+++ Information shown

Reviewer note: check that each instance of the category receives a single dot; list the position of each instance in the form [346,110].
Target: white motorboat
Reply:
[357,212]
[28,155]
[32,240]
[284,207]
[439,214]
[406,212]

++++++

Stated task :: Render every entry above as a two-column CSV with the header instruction,points, giving one row per entry: its text in the first field and its answer in the second, each field in double quotes and with line breaks replaced by spaces.

Reply ::
instruction,points
"Reviewer note: check that each instance of the category receives a single dot; list the position of each instance in the form [346,110]. Target: white motorboat Reply:","[357,212] [28,155] [32,240] [284,207] [439,214] [406,212]"